Paleo Palak Keema

Paleo Palak Keema Recipe via Worthy Pause

Some of my favorite recipes are one-pot recipes. Or, as I like to call them, food piles. I think it comes from the fact that, much like a toddler, I do best when eating my food from a bowl with a spoon. 

Keema is one of my favorite food piles and I grew up eating it at least once a month. It was something my dad made in huge batches in a pressure cooker on weekends. This is just a greener, vegetable-ier version of this simple Indian comfort food (it's like a ground beef/lamb curry). I make this version with spinach (i.e. palak) pretty often just to get extra greens into the bowl, so I thought it deserved its own post. Also, I wanted this recipe to be 100% paleo for y'all and a little quicker than my original keema recipe, so I've left out the traditional peas (not paleo) and potatoes (take a while to cook).

Also, a little note about salt. We're grown-ups and we should really know how to season our food properly—this happens best in layers.

Occasionally there'll be something (like meatballs, for example) where you sort of have to just throw in a teaspoon of salt at once and call it a day. But for the most part, salting throughout the process because makes it harder to over or under-do it.

**DATA**
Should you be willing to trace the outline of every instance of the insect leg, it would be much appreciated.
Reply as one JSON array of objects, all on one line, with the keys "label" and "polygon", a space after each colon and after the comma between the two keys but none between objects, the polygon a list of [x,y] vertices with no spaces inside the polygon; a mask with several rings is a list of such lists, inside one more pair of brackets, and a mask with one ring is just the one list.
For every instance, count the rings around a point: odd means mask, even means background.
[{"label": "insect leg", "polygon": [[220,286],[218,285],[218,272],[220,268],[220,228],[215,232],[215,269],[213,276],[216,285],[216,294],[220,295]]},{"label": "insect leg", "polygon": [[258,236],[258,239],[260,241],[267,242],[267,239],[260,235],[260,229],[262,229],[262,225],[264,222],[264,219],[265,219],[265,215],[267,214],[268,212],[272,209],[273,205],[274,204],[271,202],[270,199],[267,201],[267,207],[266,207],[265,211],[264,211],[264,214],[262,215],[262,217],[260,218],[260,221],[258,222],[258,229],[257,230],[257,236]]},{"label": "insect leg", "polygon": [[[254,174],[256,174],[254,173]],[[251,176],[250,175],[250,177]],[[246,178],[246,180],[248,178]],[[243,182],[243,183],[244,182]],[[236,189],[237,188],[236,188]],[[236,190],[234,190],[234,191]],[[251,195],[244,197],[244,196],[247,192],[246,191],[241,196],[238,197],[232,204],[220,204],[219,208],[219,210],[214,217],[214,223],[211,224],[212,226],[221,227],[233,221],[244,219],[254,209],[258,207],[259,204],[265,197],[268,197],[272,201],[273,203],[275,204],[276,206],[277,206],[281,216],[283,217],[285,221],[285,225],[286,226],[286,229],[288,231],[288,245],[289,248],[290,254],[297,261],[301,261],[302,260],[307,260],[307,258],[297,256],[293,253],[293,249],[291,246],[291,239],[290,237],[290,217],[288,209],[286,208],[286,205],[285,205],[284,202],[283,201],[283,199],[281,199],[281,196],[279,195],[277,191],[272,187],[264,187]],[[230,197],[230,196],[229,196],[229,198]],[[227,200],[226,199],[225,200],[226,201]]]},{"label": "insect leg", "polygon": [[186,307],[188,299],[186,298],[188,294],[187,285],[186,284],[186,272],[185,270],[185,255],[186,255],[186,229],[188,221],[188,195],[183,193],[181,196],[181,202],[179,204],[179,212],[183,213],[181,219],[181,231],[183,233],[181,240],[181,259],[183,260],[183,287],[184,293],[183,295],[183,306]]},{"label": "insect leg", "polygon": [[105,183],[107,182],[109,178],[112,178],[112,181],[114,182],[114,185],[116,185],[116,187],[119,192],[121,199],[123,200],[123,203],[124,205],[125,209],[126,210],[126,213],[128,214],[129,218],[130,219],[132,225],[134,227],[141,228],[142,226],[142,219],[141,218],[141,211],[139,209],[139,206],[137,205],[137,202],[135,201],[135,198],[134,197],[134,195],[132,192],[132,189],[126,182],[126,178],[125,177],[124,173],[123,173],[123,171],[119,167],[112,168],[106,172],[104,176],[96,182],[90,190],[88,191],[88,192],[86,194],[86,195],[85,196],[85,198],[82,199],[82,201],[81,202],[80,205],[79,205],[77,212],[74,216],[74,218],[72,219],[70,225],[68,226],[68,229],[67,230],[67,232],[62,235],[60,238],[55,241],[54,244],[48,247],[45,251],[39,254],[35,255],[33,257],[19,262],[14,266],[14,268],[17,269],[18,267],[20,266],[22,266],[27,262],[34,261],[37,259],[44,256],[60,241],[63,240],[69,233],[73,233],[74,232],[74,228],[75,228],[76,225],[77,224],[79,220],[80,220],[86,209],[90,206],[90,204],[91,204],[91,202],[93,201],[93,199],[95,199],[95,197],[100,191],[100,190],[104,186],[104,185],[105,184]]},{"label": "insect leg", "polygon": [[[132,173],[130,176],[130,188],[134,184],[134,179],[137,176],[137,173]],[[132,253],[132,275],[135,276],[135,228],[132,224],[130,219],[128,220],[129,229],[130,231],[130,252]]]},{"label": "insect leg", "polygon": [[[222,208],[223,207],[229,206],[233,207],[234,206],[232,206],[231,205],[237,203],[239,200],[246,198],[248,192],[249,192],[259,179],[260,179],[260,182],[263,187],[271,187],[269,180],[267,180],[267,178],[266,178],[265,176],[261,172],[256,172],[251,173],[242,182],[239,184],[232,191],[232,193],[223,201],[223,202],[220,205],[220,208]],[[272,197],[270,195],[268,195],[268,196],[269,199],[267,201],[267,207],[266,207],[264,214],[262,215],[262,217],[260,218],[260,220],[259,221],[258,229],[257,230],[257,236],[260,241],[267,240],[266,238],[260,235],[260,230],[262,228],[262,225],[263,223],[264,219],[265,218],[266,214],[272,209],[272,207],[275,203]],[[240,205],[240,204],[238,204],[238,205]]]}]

**INSTRUCTION 1**
In the palak keema post, what did the author's dad use to cook keema in huge batches on weekends?
**INSTRUCTION 2**
List every specific ingredient named in the palak keema post.
**INSTRUCTION 3**
From the palak keema post, extract the passage between "Some of my favorite" and "with a spoon.", inclusive.

**COMPLETE RESPONSE 1**
A pressure cooker.

**COMPLETE RESPONSE 2**
Spinach (palak), ground beef, lamb, peas, potatoes, salt

**COMPLETE RESPONSE 3**
Some of my favorite recipes are one-pot recipes. Or, as I like to call them, food piles. I think it comes from the fact that, much like a toddler, I do best when eating my food from a bowl with a spoon.